Task goal: From the first line to the last, please write out the data exactly.

╔══

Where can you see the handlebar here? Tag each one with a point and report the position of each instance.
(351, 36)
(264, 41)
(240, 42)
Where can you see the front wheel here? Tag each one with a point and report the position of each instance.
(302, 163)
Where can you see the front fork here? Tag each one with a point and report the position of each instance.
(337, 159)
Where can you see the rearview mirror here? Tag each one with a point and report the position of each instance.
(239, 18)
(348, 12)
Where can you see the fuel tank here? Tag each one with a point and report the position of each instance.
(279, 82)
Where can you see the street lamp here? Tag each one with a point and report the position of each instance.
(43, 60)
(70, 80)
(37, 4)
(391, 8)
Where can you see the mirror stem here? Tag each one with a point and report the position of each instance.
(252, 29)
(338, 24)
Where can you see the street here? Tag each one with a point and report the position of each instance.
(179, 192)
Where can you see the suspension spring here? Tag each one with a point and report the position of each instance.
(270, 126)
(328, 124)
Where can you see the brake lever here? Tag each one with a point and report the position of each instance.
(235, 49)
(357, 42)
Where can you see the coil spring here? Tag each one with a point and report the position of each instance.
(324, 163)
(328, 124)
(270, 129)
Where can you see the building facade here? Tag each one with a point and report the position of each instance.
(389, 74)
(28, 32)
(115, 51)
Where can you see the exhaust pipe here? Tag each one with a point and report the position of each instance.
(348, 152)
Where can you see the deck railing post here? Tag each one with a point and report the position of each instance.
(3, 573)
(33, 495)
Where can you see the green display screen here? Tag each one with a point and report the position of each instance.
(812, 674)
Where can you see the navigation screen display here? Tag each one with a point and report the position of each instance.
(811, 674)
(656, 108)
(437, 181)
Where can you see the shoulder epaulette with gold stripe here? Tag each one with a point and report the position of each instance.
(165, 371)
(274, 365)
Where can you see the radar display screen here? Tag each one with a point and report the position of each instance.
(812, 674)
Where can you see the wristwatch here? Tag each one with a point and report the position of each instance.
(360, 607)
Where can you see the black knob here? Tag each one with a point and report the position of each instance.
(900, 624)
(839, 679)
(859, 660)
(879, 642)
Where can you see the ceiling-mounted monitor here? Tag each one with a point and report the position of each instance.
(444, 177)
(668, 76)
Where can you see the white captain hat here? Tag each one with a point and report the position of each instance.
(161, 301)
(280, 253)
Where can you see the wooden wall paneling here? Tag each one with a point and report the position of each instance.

╚══

Answer to this exercise:
Where can you see the handlebar here? Tag each one with a point and report the position of each instance.
(351, 36)
(264, 41)
(240, 42)
Where can you see the front wheel here? Tag each one with a point and report the position of each instance.
(302, 163)
Where can you see the front fork here? Tag each one with a point and report the position of each instance.
(337, 159)
Where can you see the rearview mirror here? Tag each one with a point and report the position of each instance.
(239, 18)
(348, 12)
Where can you see the fuel tank here? Tag each one with a point and report the position of each instance.
(279, 82)
Where can you see the street lamp here? Tag each one with a point and report the position of each instance.
(43, 60)
(70, 80)
(37, 4)
(391, 8)
Where can you see the mirror stem here? Tag each one with a point and report the position of each instance.
(252, 29)
(338, 24)
Where can you see the street here? Tag each one with a point and report the position of each instance.
(179, 192)
Where can you see the suspension spring here? Tag each one with a point and report the position of each instance.
(270, 126)
(328, 124)
Where can you see the brake lever here? Tag each one with a point and report the position of each instance.
(235, 49)
(357, 42)
Where can you see the coil spring here? Tag each one with a point and report the position of each instance.
(324, 163)
(328, 124)
(270, 129)
Where can you see the building facade here? Tag each one with a point and report the position of each instance.
(389, 74)
(28, 32)
(115, 51)
Where can you see the exhaust pipe here? Tag each one with a point and report the position of each instance.
(348, 152)
Where can you see the deck railing post here? Tag each one with a point and report the position of each instance.
(3, 573)
(33, 495)
Where can you see the green display screen here? Tag each one with a point and report the position of each instance.
(812, 674)
Where can you see the navigation screen display here? Tag each one with a point and report the position of each instance.
(811, 674)
(656, 108)
(437, 181)
Where can you see the shoulder epaulette with gold stripe here? Tag each one with a point and report the position of each instance.
(165, 371)
(274, 365)
Where can you see the radar display screen here? Tag each one with a point and report the position of each instance.
(812, 674)
Where can you see the wristwatch here? Tag each one with a point and report the position of each instance.
(360, 607)
Where can you see the black knob here? Tag each one with a point and report the position of each instance.
(900, 624)
(839, 679)
(859, 660)
(879, 642)
Where can you see the ceiling-mounted monitor here? Tag each one with a point and report the position of each instance.
(444, 177)
(668, 76)
Where can you see the white captain hat here? Tag each one with a point and report the position of each instance.
(161, 301)
(280, 253)
Where can you see the wooden wall paneling here? Tag each one with a point and report the position of each instance.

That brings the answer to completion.